Les circonstances de sa détention et vraisemblablement les motivations et facettes cachées de ses déboires judiciaires sont passées par-là. Précédemment déclaré hors de cause en vertu d’un classement sans suite du dossier communément appelé «commande des équipements militaires», SBM serait-il la victime d’un besoin ardent de crédibilisation des pouvoirs auprès de l’opinion ou la pièce gênante du puzzle de renouvellement de l’espace public ?

En dit long, en tout cas, la résurrection spectaculaire et intrigante d’une affaire que la Cour suprême a choisi de sortir des tiroirs aux oubliettes, à coups d’arguments trop tirés par les cheveux quant à la réunion des conditions d’activation d’un privilège de juridiction digne de ce nom. En l’absence d’une représentation nationale dissoute et, par conséquent, d’une haute Cour de justice habilitée pour ce faire, une procédure est quand même enclenchée au forceps et à la commande, selon toute vraisemblance. Et pour cause, elle épargne soigneusement un acteur principal du dossier, le président de la République en l’occurrence, et débouche sans grande surprise à l’inculpation de la principale cible, le ministre de la Défense, puis son incarcération sans ménagement à la Maison Centrale d’Arrêt, geôles que l’ancien patron de la Sécurité d’Etat a longtemps partagé avec les criminels de tout acabit. Et les dénonciations et protestations n’ont pas manqué de retentir du côté des avocats et de simples observateurs outrés, mais pas assez bruyamment pour l’emporter sur la diabolisation de l’illustre détenu, lequel venait juste d’essuyer une affligeante publication aux relents revanchards de la part d’un adversaire très proche du pouvoir. Assez diabolique pour que la rigueur carcérale lui soit appliquée aux pieds de la lettre et au point de manifester de l’indifférence jusque devant la dégradation progressive de son état de santé. C’est de haute lutte, en tout cas, que l’illustre détenu obtiendra le transfert de son incarcération en milieu hospitalier avec une prise en charge que toutes les expertises et contre-expertises ont jugée en deçà de ses besoins sanitaires. Ces sonnettes d’alertes n’étaient pas non plus assez bruyantes pour alarmer les hautes autorités et les persuader de son évacuation vers des plateaux techniques plus appropriés que réclamaient à cor et à cri ses avocats ainsi que des pauvres enfants et épouses finalement condamnées au veuvage et à l’orphelinat qu’elles avaient tant redoutés.

Consigne A:
Recopiez à l'identique le passage de l'extrait sur la détention de SBM qui commence par les mots contenant "Les circonstances de" et se termine par "l’espace public ?".
Consigne B:
Selon l'extrait sur la détention de SBM, dans quel établissement le ministre de la Défense a-t-il été incarcéré ?

Données sources:
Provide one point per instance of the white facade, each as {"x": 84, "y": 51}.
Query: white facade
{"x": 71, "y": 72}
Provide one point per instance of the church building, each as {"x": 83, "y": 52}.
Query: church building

Réponse A:
Les circonstances de sa détention et vraisemblablement les motivations et facettes cachées de ses déboires judiciaires sont passées par-là. Précédemment déclaré hors de cause en vertu d’un classement sans suite du dossier communément appelé «commande des équipements militaires», SBM serait-il la victime d’un besoin ardent de crédibilisation des pouvoirs auprès de l’opinion ou la pièce gênante du puzzle de renouvellement de l’espace public ?

Réponse B:
À la Maison Centrale d'Arrêt.